- _REQUIRED WORK_:
Rewrite the lines starting with the line containing "the window frame" and going on through the end of the records, changing "drops a pin" to "places a marker" and leaving everything else unchanged.

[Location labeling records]

···

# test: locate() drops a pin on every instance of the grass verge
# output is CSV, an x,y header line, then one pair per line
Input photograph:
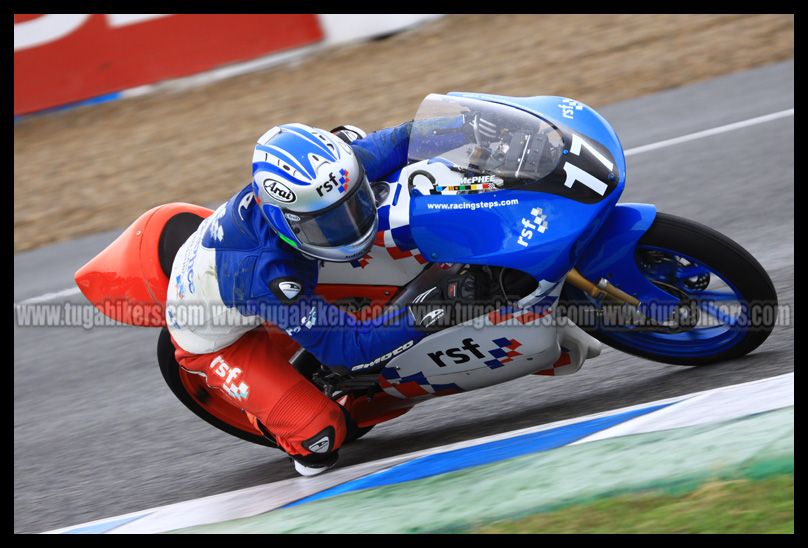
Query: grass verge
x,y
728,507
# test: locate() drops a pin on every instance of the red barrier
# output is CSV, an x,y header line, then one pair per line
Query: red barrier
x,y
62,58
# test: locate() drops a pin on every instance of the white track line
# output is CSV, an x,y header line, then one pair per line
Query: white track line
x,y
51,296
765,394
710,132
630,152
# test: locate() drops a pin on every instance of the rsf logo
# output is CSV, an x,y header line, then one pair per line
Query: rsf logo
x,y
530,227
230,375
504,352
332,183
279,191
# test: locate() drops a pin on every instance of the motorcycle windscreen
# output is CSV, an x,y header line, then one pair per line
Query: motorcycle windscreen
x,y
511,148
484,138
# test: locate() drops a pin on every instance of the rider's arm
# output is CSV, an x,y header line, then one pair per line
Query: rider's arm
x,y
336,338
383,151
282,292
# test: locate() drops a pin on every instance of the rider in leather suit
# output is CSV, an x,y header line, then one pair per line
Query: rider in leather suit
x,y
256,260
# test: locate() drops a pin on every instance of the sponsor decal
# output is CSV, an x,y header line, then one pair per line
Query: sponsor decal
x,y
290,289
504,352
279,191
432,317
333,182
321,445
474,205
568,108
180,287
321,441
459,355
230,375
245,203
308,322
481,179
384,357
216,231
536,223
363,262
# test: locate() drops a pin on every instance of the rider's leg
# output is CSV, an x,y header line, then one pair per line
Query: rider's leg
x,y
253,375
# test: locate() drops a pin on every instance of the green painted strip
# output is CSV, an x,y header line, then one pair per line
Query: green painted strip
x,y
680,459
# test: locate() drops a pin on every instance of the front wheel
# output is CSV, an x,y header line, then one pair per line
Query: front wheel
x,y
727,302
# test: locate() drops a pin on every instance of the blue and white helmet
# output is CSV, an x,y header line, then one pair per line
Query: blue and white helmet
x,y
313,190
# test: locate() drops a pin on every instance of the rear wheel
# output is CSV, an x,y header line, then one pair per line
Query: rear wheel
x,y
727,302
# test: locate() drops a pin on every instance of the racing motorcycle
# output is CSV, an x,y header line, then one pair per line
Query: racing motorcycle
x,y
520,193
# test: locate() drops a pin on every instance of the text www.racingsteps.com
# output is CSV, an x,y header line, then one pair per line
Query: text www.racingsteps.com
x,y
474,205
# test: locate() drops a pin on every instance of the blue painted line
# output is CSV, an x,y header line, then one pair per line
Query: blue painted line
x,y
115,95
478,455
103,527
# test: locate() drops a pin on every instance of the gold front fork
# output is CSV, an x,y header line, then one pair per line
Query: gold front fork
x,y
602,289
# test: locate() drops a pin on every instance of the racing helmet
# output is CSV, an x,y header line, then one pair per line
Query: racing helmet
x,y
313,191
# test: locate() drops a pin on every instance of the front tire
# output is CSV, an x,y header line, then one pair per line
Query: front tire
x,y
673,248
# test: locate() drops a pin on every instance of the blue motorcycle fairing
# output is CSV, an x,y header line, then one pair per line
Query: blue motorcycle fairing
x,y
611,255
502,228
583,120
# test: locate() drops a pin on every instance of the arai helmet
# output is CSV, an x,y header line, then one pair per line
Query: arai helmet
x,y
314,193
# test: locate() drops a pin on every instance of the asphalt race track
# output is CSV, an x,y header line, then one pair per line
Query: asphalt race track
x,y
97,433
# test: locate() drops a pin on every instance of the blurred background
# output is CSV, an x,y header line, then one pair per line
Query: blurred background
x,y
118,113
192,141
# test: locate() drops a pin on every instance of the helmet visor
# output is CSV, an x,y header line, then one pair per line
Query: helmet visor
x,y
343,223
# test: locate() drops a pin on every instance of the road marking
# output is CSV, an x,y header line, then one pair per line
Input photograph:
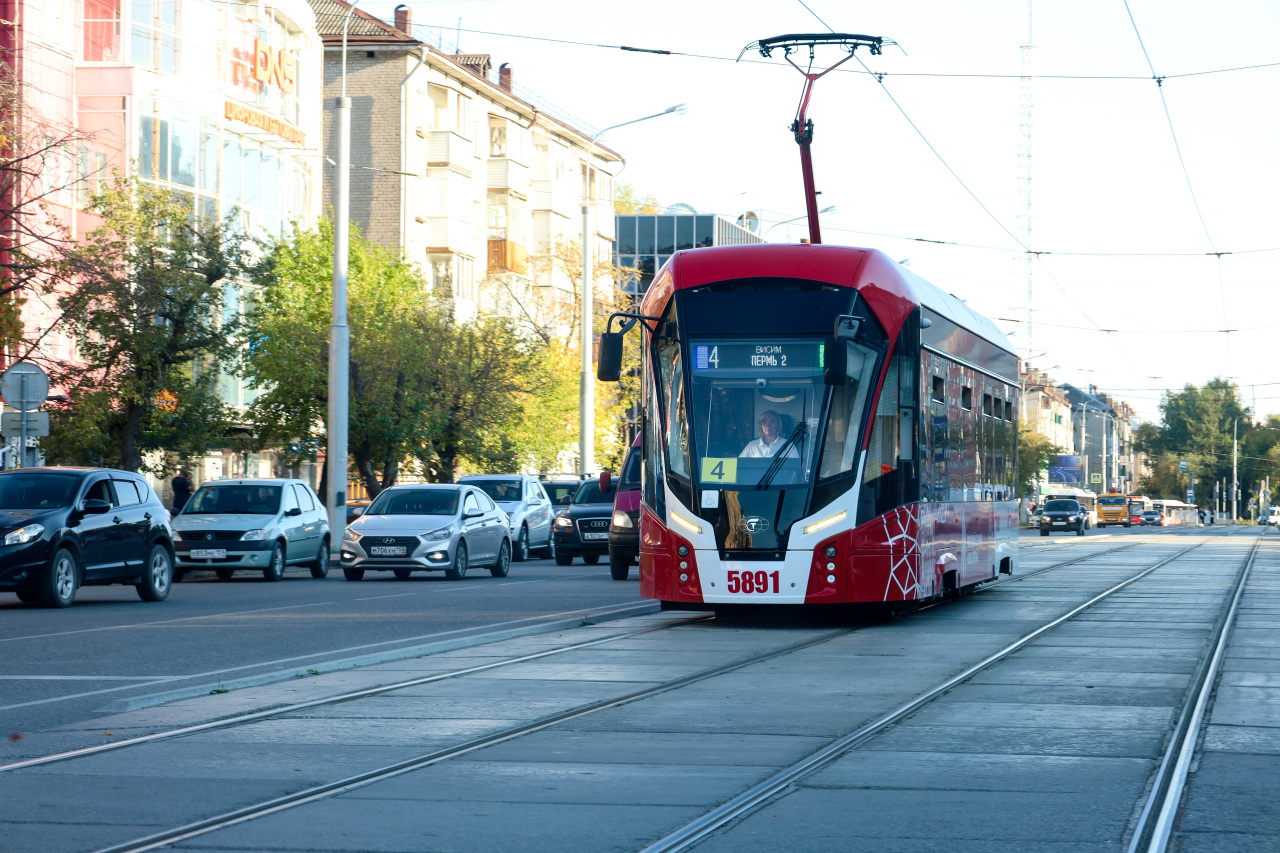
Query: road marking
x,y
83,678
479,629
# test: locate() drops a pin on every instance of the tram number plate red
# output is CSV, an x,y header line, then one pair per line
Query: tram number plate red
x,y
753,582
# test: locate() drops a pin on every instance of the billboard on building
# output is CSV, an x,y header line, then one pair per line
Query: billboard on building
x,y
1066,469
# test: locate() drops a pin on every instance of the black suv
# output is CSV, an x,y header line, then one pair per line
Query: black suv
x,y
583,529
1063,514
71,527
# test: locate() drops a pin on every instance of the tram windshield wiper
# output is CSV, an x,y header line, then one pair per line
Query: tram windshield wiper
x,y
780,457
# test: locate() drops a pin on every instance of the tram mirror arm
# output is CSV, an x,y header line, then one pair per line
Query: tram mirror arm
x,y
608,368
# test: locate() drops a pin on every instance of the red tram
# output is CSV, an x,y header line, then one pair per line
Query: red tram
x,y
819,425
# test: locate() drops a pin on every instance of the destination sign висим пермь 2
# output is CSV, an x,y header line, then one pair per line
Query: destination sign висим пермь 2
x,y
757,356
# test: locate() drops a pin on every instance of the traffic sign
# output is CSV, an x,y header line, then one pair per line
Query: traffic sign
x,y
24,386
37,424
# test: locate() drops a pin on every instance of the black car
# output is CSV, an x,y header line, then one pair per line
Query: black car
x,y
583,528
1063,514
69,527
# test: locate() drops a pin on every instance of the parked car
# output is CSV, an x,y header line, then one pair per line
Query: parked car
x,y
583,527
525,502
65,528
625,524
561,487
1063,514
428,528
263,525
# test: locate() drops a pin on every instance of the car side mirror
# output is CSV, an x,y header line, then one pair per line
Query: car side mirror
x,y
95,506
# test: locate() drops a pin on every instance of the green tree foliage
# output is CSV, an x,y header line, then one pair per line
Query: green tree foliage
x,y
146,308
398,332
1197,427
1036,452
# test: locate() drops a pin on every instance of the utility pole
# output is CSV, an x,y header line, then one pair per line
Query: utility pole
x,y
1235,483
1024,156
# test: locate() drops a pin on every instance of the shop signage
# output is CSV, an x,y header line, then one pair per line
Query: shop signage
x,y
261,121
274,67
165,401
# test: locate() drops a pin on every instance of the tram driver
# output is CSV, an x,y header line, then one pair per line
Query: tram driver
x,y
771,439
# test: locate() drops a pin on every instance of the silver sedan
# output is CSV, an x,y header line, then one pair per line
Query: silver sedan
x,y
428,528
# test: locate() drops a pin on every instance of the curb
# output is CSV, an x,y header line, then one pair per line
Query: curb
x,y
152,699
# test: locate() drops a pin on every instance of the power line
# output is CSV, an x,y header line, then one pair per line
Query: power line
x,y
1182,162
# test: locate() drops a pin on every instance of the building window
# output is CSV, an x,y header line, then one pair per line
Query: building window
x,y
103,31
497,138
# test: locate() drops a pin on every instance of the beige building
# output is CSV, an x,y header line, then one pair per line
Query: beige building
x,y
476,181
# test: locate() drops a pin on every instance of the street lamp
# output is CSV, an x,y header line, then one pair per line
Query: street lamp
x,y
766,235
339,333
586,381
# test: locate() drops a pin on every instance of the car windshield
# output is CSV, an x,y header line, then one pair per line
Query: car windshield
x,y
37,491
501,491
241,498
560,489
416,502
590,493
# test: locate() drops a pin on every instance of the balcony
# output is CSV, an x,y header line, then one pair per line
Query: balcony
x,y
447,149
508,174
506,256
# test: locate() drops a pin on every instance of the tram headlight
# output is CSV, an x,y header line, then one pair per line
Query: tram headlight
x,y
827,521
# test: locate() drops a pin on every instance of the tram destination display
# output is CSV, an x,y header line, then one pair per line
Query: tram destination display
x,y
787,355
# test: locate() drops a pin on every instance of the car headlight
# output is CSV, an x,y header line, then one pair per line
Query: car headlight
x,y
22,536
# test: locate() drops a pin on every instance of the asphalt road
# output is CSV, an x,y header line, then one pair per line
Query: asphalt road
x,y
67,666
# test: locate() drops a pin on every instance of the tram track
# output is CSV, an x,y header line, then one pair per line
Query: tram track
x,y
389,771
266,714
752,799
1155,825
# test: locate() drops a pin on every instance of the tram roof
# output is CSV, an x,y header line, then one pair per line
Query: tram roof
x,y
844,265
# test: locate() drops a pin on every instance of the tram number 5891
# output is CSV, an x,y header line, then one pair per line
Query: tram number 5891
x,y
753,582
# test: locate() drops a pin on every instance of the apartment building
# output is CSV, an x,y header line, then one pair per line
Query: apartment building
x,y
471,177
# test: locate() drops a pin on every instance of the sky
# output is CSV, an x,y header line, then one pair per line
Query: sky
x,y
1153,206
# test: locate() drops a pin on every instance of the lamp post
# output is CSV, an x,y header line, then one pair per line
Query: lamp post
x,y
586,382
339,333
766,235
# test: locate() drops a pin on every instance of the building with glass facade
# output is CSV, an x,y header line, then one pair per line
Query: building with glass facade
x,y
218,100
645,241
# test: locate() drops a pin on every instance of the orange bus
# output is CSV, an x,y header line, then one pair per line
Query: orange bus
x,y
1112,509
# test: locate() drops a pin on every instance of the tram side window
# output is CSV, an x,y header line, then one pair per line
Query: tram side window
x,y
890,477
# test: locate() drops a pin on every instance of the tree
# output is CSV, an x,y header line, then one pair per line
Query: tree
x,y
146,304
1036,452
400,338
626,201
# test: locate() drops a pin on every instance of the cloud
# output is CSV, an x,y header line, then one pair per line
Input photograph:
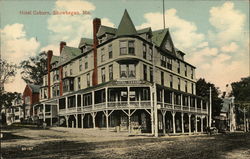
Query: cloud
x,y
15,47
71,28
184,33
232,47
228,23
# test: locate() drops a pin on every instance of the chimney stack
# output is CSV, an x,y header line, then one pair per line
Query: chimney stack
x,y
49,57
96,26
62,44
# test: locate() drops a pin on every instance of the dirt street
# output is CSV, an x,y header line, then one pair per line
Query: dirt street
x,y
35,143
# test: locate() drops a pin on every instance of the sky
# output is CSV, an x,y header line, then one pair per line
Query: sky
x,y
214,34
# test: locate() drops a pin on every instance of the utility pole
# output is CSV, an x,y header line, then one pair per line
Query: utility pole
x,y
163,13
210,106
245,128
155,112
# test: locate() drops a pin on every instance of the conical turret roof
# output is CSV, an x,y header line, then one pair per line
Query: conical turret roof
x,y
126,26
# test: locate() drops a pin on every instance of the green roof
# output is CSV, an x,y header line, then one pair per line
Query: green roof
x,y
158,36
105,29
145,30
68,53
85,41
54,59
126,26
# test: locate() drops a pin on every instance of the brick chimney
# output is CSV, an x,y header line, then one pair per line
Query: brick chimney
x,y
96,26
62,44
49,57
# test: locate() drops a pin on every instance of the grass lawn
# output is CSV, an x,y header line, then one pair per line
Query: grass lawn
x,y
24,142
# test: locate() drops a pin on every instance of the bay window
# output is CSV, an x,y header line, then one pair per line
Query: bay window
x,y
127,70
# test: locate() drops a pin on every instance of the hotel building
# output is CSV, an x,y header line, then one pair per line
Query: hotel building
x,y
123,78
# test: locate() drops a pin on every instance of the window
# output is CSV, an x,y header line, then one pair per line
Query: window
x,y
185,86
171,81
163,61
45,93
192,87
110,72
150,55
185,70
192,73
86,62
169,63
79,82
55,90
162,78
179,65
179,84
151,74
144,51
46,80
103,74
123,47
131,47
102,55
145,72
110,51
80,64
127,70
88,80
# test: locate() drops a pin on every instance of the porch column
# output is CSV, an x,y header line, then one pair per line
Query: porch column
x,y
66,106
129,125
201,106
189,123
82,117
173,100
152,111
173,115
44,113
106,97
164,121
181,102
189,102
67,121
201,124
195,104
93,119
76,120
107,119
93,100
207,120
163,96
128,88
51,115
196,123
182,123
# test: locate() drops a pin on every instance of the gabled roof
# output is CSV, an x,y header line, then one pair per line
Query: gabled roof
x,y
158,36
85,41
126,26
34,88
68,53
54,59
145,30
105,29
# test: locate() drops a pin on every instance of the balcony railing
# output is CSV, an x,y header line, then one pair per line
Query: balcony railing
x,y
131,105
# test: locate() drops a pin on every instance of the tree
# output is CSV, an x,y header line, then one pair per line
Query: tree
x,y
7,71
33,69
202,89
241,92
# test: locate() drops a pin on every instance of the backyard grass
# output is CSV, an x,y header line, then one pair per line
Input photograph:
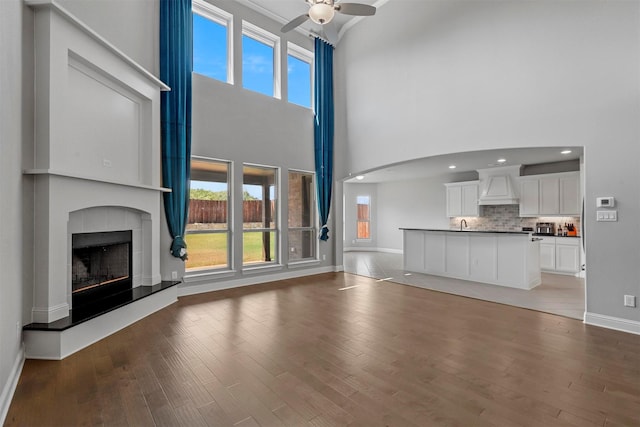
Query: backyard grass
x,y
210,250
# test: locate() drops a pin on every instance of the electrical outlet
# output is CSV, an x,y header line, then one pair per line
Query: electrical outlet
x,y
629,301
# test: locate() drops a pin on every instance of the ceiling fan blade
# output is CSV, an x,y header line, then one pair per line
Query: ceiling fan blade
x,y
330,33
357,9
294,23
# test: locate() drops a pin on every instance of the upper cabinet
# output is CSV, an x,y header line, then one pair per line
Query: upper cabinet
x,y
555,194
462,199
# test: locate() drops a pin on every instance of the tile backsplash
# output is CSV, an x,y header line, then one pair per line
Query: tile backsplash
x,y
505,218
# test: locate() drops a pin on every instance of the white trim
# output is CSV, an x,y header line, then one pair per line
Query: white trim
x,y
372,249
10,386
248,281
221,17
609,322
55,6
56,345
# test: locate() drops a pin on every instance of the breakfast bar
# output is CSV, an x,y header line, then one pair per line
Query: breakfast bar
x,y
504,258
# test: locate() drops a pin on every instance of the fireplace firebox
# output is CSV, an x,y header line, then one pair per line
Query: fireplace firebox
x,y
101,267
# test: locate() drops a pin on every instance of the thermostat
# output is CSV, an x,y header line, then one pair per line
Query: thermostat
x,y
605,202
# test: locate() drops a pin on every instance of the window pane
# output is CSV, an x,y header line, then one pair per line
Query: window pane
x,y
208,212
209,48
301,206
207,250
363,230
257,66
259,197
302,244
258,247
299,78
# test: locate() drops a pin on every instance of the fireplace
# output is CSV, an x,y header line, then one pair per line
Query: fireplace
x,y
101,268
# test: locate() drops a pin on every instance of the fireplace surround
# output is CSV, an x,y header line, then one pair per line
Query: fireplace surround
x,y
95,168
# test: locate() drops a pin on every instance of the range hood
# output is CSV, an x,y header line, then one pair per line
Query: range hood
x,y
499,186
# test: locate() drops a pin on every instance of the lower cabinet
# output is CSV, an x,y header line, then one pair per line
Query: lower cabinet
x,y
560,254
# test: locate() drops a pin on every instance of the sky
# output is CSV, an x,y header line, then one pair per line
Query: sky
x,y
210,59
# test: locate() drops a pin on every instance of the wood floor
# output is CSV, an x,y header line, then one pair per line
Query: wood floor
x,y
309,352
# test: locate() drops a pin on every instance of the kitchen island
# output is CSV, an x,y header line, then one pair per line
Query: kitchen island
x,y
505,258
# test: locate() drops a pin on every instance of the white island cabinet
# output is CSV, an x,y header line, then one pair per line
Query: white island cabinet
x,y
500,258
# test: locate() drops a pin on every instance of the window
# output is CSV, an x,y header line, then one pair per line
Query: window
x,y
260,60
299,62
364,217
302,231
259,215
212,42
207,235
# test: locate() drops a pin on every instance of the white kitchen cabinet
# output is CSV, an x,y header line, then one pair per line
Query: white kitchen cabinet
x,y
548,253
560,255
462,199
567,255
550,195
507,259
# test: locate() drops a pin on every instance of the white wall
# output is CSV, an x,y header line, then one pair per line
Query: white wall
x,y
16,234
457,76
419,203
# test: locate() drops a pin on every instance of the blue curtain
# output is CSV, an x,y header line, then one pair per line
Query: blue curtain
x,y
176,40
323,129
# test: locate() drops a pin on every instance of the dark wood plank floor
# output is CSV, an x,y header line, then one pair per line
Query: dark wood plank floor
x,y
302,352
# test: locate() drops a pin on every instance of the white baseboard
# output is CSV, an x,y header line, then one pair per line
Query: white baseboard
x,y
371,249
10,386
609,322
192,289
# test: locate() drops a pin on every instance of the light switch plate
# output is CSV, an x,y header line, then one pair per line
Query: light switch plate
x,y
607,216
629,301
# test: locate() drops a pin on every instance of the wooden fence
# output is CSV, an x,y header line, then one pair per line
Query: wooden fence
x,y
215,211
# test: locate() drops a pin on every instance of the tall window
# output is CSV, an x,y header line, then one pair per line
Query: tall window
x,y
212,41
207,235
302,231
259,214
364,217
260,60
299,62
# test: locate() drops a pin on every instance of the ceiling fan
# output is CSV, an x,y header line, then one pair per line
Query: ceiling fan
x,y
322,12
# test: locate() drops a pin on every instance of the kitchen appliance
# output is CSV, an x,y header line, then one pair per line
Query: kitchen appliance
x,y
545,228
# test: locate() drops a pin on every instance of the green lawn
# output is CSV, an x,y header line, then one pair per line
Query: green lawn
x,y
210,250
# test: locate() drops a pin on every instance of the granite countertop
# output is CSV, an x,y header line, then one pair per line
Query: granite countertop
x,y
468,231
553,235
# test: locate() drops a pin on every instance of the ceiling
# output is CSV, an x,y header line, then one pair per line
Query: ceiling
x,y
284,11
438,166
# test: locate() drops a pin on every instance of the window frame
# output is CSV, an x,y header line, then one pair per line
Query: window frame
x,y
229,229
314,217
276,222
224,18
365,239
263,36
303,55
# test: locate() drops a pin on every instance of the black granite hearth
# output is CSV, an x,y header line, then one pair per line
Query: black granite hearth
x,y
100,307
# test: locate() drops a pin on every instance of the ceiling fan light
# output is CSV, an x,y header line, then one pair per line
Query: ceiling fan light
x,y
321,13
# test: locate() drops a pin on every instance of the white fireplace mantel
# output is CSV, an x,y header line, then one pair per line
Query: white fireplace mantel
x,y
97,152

···

- _EXPECTED ANSWER_:
# test: locate() places a marker on every instance of the window frame
# output is CSV, an x,y header line, then one pair per line
Query: window frame
x,y
229,229
314,217
276,222
224,18
365,239
263,36
303,55
# test: locate() places a marker on every instance of the black granite hearth
# output is CSV, an x,y header line, then one pair per line
Query: black granite hearth
x,y
100,307
# test: locate() places a marker on every instance of the ceiling fan light
# output is CSV, an x,y header line, then one pair per line
Query: ceiling fan light
x,y
321,13
# test: locate() places a marker on every instance of the white fireplace mantel
# output is CSV, an x,y header line, then one pair per line
Query: white fireplace mantel
x,y
97,152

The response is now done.